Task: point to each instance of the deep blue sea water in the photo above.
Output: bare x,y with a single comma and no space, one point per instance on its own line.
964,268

§

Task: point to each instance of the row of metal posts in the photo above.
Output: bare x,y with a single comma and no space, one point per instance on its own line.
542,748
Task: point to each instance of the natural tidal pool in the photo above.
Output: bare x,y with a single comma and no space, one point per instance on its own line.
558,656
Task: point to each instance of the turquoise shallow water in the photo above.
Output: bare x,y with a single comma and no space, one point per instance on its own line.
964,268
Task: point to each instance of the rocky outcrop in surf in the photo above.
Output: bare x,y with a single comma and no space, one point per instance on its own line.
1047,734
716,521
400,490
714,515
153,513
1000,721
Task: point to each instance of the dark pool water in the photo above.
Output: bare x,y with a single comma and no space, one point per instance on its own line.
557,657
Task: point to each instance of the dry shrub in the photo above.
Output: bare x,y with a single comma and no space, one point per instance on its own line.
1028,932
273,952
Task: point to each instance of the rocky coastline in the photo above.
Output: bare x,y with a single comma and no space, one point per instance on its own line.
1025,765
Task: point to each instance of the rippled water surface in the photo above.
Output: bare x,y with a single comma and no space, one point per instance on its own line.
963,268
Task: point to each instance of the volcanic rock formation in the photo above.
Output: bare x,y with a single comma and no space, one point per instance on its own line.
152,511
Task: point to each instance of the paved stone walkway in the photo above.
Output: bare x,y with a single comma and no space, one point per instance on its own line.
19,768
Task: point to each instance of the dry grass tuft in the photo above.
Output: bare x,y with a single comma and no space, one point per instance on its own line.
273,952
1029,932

§

Pick out every line in the records above that contains the word "photo" and copy each one in full, matching case exactly.

■ **Solution for this exercise**
Task: point to each instance of the deep blue sea water in the photo above.
Task: point to each instance of the row of metal posts in the photo above.
Task: point to each instance of the natural tidal pool in the photo above.
Task: point to each instance of the turquoise shallow water in the photo above.
Task: point to each instance of the rocky outcrop in surf in the photo above.
Task: point to each instance of the dark pool water in the photo above.
Task: point to each instance of the dry shrub in the photo above.
Task: point to each instance of the rocky coastline in the photo above.
Task: point to each instance of the rippled water surface in the photo above.
Task: point to each instance of the volcanic rock formation in the photo above.
Task: point to each instance of the paved stone walkway in the photo above.
Task: point to each instance of the dry grass tuft in the photo above.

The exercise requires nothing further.